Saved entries
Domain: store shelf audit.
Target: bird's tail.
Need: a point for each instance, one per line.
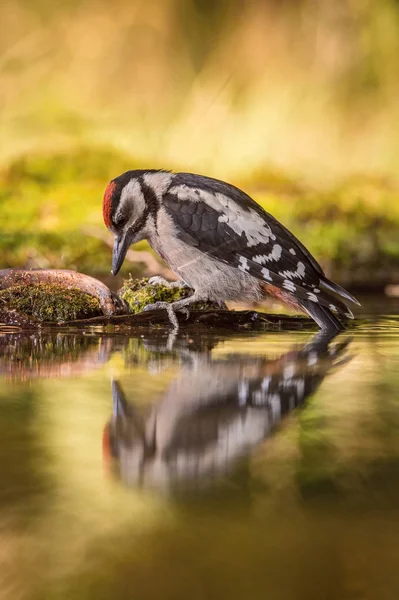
(330, 313)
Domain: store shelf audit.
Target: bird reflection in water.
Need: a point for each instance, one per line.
(215, 412)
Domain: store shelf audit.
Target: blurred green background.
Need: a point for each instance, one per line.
(296, 101)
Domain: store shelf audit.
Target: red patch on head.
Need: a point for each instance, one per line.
(107, 203)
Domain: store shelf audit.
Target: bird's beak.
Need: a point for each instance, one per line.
(121, 246)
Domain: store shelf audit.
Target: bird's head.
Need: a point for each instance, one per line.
(125, 211)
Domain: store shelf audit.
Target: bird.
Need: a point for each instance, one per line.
(220, 243)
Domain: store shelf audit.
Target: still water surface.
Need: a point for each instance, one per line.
(213, 466)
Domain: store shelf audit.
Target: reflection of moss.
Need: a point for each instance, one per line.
(50, 302)
(138, 293)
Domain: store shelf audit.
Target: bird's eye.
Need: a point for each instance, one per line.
(120, 220)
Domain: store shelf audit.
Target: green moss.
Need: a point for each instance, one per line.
(50, 302)
(138, 293)
(52, 217)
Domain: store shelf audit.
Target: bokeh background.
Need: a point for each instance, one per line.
(294, 100)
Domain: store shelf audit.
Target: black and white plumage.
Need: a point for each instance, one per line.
(220, 242)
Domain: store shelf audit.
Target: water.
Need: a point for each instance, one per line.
(211, 466)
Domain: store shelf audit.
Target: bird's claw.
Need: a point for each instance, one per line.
(157, 280)
(155, 306)
(185, 312)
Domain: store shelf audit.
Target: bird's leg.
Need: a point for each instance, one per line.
(172, 307)
(157, 280)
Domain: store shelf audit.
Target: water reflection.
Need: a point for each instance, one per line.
(45, 355)
(213, 413)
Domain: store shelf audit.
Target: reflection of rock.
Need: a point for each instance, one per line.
(31, 355)
(214, 412)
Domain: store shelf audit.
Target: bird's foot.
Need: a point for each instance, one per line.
(157, 280)
(169, 309)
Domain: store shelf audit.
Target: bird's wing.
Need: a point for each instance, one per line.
(224, 223)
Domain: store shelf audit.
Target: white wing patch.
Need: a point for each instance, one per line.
(266, 274)
(249, 222)
(289, 285)
(158, 182)
(312, 297)
(300, 272)
(275, 255)
(243, 266)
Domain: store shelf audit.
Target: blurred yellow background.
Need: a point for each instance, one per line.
(294, 100)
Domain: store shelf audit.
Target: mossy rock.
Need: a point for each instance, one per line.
(138, 293)
(50, 302)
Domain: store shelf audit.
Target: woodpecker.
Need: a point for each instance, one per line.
(220, 243)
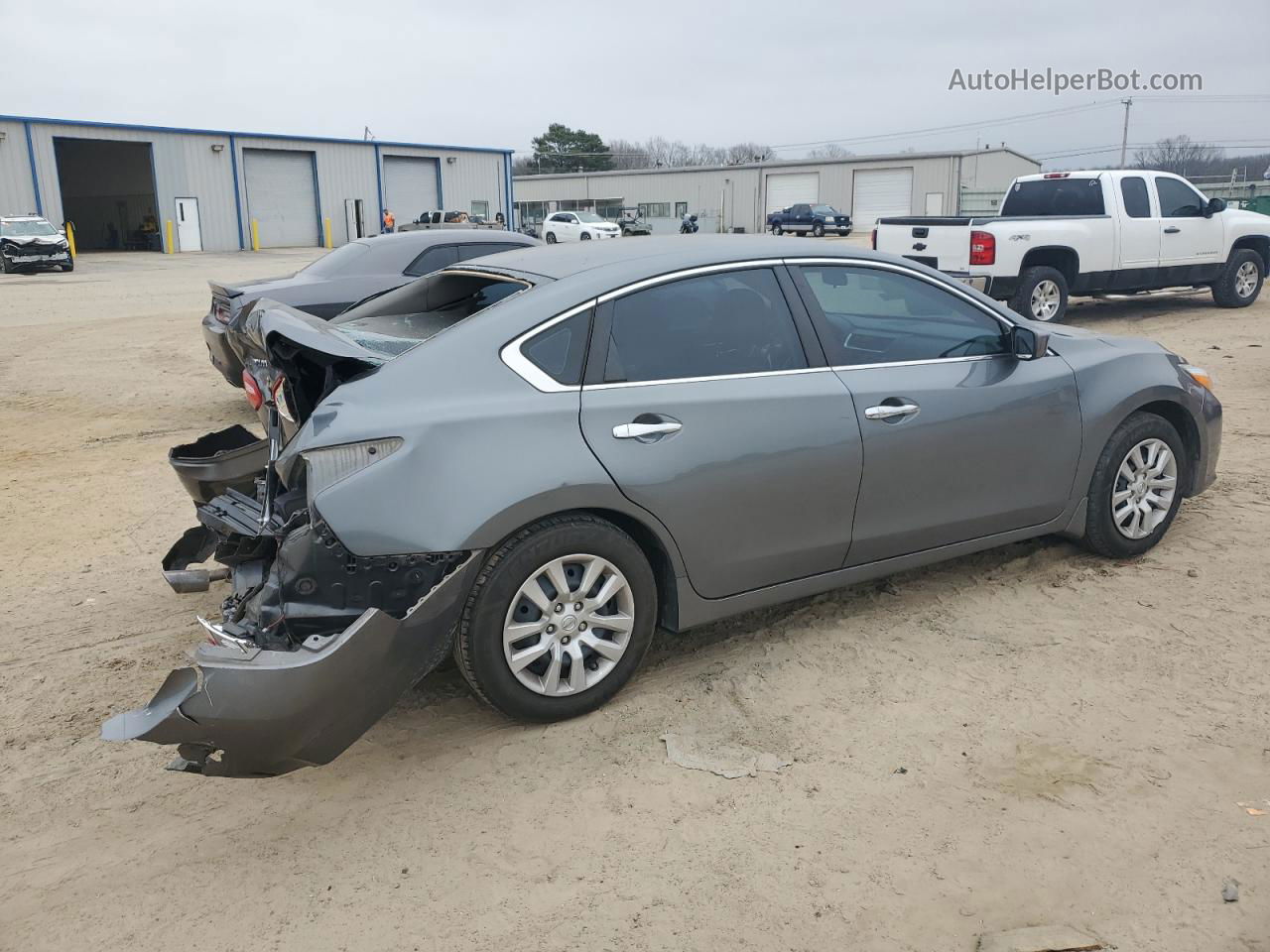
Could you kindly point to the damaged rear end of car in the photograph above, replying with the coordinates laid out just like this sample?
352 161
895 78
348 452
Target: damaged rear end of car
314 642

Try it | Would you copy the records word for word, without any of their pictures?

Finished task |
Domain: store shelf audit.
Target: bird's tail.
Need: a point for each instance, one per line.
(330, 313)
Domain: store shelf audit.
Target: bird reflection in water.
Need: a point for each instance, one per line.
(215, 412)
Domain: store shelf audit.
Target: blurred green background.
Need: a point for each instance, one per line.
(296, 101)
Domain: store shelf audit.
Target: red patch on head.
Need: a point for each instance, one per line.
(107, 203)
Domain: store shelf audit.
Target: bird's beak.
Need: a point for each instance, one per line.
(121, 246)
Domain: store shelf audit.
Target: bird's head.
Need: a point for each instance, one per line.
(125, 211)
Domain: store shelf audit.
Target: bird.
Need: a point for each instance, one per line.
(220, 243)
Domain: store shelf audit.
Target: still water surface.
Need: a point for each instance, one per line.
(213, 466)
Domain: store shelf audit.
Target: reflection of moss.
Need: a point for each instance, one per line.
(50, 302)
(138, 293)
Domain: store shelf audit.
Target: bird's eye.
Need: a point for each instance, one per line.
(120, 220)
Domain: store shelf audit.
Target: green moss.
Need: a point for each instance, one per line.
(50, 302)
(138, 293)
(52, 217)
Domain: store shelf audit.
Target: bokeh background.
Need: a point for each instance, one per line.
(294, 100)
Domain: store shelf audit.
Target: black and white plumage.
Need: a point for each instance, one per line.
(220, 242)
Domain: store shelf audit.
Target: water.
Need: a point for each instance, one per line.
(211, 466)
Domain: store shelf audit.
Target: bird's claw.
Need: a point for each instance, one per line.
(157, 280)
(155, 306)
(185, 312)
Domain: store shelf audit.
Target: bird's leg.
Need: a point for each instance, one per line.
(172, 307)
(157, 280)
Domain: store shelf audit.
Target: water reflection.
Need: a point for each instance, one per line.
(45, 355)
(213, 413)
Domain: store shelf audit.
Target: reflection of rock.
Need: a point for each instance, one per line.
(31, 355)
(214, 412)
Domain: store shelf audit.
Target: bird's foot.
Need: a point for each instance, one per line.
(157, 280)
(169, 309)
Domain: store shelf audit.
Target: bird's wing.
Need: a point for each instance, one per line.
(224, 223)
Domain: store shelf audit.
Target: white wing patch.
Need: a point for each instance, one per line.
(266, 274)
(249, 222)
(289, 285)
(158, 182)
(312, 297)
(300, 272)
(275, 255)
(243, 266)
Domain: store shelf audit.
Target: blurred yellow background.
Need: a point for each instance, one per line.
(294, 100)
Domain: store shelf audit.
Target: mossy rock.
Need: a point for each instance, one per line.
(138, 293)
(50, 302)
Domain: store shelf audit.
Target: woodpecker.
Need: a point for each instance, one per line.
(220, 243)
Could you kindly point to the damaged rear end of car in the photograph above, replying with the coordinates laid out just like this sample?
352 161
895 78
348 452
Target: damaged rear end of car
314 642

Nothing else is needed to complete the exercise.